(Stored items)
##########
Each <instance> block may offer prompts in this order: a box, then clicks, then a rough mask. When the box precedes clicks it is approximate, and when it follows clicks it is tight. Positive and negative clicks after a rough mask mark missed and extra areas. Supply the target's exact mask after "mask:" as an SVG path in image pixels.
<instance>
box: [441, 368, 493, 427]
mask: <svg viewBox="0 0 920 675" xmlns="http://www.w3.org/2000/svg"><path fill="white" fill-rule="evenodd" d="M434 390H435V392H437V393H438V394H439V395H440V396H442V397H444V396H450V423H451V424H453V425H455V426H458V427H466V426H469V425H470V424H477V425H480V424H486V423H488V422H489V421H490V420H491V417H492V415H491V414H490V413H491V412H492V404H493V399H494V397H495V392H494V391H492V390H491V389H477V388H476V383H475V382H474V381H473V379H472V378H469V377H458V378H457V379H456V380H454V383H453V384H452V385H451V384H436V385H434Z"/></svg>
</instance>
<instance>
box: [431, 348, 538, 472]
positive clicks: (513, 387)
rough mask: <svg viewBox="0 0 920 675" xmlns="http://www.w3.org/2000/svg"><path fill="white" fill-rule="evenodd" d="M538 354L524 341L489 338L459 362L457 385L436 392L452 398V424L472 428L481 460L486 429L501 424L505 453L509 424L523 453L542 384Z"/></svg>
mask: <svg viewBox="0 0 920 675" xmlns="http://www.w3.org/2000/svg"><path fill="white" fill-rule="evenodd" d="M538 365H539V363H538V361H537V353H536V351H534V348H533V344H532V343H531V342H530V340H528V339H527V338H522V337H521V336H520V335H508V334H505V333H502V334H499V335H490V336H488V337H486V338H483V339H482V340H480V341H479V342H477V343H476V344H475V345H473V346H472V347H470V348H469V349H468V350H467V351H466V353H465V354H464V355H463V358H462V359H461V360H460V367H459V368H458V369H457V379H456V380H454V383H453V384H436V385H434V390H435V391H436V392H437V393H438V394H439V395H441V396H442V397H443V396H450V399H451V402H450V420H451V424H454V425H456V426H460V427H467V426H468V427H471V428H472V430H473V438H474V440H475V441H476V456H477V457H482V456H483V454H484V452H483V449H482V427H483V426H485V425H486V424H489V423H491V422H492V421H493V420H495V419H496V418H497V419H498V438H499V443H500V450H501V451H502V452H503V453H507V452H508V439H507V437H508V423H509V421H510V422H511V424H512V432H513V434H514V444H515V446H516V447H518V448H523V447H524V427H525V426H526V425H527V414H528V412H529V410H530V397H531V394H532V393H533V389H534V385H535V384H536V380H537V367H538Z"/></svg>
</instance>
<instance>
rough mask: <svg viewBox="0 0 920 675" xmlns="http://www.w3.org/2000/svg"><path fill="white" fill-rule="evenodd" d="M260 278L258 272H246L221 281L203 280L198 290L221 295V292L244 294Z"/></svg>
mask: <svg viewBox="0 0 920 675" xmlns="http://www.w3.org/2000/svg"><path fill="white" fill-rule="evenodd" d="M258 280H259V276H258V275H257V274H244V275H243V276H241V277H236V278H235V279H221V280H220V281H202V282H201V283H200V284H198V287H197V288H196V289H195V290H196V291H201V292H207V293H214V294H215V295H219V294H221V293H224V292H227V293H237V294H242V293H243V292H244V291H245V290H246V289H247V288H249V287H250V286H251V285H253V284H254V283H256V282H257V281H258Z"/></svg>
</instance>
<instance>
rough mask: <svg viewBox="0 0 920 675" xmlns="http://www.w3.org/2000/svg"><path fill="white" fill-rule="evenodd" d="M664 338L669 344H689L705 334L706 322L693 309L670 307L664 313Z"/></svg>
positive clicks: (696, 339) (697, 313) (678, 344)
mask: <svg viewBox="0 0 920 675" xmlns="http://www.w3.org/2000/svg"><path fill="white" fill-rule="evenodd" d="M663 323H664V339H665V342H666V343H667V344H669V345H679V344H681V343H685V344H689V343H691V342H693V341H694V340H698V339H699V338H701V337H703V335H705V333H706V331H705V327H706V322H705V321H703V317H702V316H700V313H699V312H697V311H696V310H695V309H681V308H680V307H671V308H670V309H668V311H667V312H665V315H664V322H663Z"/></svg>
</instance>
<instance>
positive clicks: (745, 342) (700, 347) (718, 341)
##########
**WORK INSTRUCTIONS:** Reproduce every stored item above, word for word.

**OUTPUT:**
Each <instance> block may offer prompts in this order: a box, then clicks, then a rough mask. When the box precedes clicks it is approximate, and when it follows clicks it is tight. Positive and negative clicks after a rough mask mark missed and extra areas. Supply the target's exact mask after "mask:" as an SVG path in image pixels.
<instance>
box: [441, 368, 493, 427]
mask: <svg viewBox="0 0 920 675" xmlns="http://www.w3.org/2000/svg"><path fill="white" fill-rule="evenodd" d="M434 390H435V392H437V393H438V394H439V395H440V396H442V397H444V396H450V423H451V424H453V425H455V426H458V427H466V426H469V425H470V424H477V425H480V424H486V423H488V422H489V421H490V420H491V417H492V415H491V414H490V413H491V412H492V404H493V399H494V397H495V392H494V391H492V390H491V389H477V388H476V383H475V382H474V381H473V379H472V378H469V377H458V378H457V379H456V380H454V383H453V384H452V385H451V384H436V385H434Z"/></svg>
</instance>
<instance>
box: [431, 348, 538, 472]
positive clicks: (513, 387)
rough mask: <svg viewBox="0 0 920 675" xmlns="http://www.w3.org/2000/svg"><path fill="white" fill-rule="evenodd" d="M538 354L524 341L489 338L459 362L457 385L436 392L452 398V424L472 428L481 460L486 429L501 424L505 453L509 424L523 453L542 384Z"/></svg>
mask: <svg viewBox="0 0 920 675" xmlns="http://www.w3.org/2000/svg"><path fill="white" fill-rule="evenodd" d="M538 365H539V363H538V361H537V353H536V351H534V348H533V344H532V343H531V342H530V340H528V339H527V338H522V337H521V336H520V335H508V334H505V333H502V334H499V335H490V336H488V337H486V338H483V339H482V340H480V341H479V342H477V343H476V344H475V345H473V346H472V347H470V348H469V349H468V350H467V351H466V353H465V354H464V355H463V358H462V359H461V360H460V367H459V368H458V369H457V379H456V380H454V383H453V384H436V385H434V390H435V391H436V392H437V393H438V394H439V395H441V396H442V397H443V396H450V399H451V402H450V420H451V424H454V425H456V426H460V427H467V426H468V427H471V428H472V430H473V438H474V440H475V441H476V456H477V457H482V456H483V454H484V452H483V449H482V427H483V426H485V425H486V424H489V423H491V422H492V421H493V420H495V419H496V418H497V419H498V438H499V443H500V450H501V451H502V452H503V453H507V452H508V439H507V437H508V423H509V421H510V422H511V424H512V432H513V434H514V444H515V446H516V447H518V448H523V447H524V427H525V426H526V425H527V414H528V412H529V410H530V397H531V394H532V393H533V389H534V385H535V384H536V380H537V367H538Z"/></svg>
</instance>
<instance>
rough mask: <svg viewBox="0 0 920 675" xmlns="http://www.w3.org/2000/svg"><path fill="white" fill-rule="evenodd" d="M260 278L258 272H246L221 281L203 280L198 290L221 295V292L244 294Z"/></svg>
mask: <svg viewBox="0 0 920 675" xmlns="http://www.w3.org/2000/svg"><path fill="white" fill-rule="evenodd" d="M258 280H259V276H258V275H257V274H244V275H243V276H241V277H236V278H235V279H221V280H220V281H202V282H201V283H200V284H198V287H197V288H196V289H195V290H196V291H201V292H207V293H214V294H215V295H219V294H221V293H224V292H227V293H237V294H242V293H243V292H244V291H245V290H246V289H247V288H249V287H250V286H251V285H253V284H254V283H256V282H257V281H258Z"/></svg>
</instance>
<instance>
rough mask: <svg viewBox="0 0 920 675" xmlns="http://www.w3.org/2000/svg"><path fill="white" fill-rule="evenodd" d="M664 338L669 344H689L705 334L706 322L693 309L670 307L664 313Z"/></svg>
positive clicks: (696, 339) (697, 313) (678, 344)
mask: <svg viewBox="0 0 920 675" xmlns="http://www.w3.org/2000/svg"><path fill="white" fill-rule="evenodd" d="M663 323H664V339H665V342H666V343H667V344H669V345H679V344H681V343H685V344H689V343H691V342H693V341H694V340H698V339H699V338H701V337H703V335H705V333H706V331H705V327H706V322H705V321H703V317H702V316H700V313H699V312H697V311H696V310H695V309H681V308H680V307H671V308H670V309H668V311H667V312H665V315H664V322H663Z"/></svg>
</instance>
<instance>
positive clicks: (745, 342) (700, 347) (718, 341)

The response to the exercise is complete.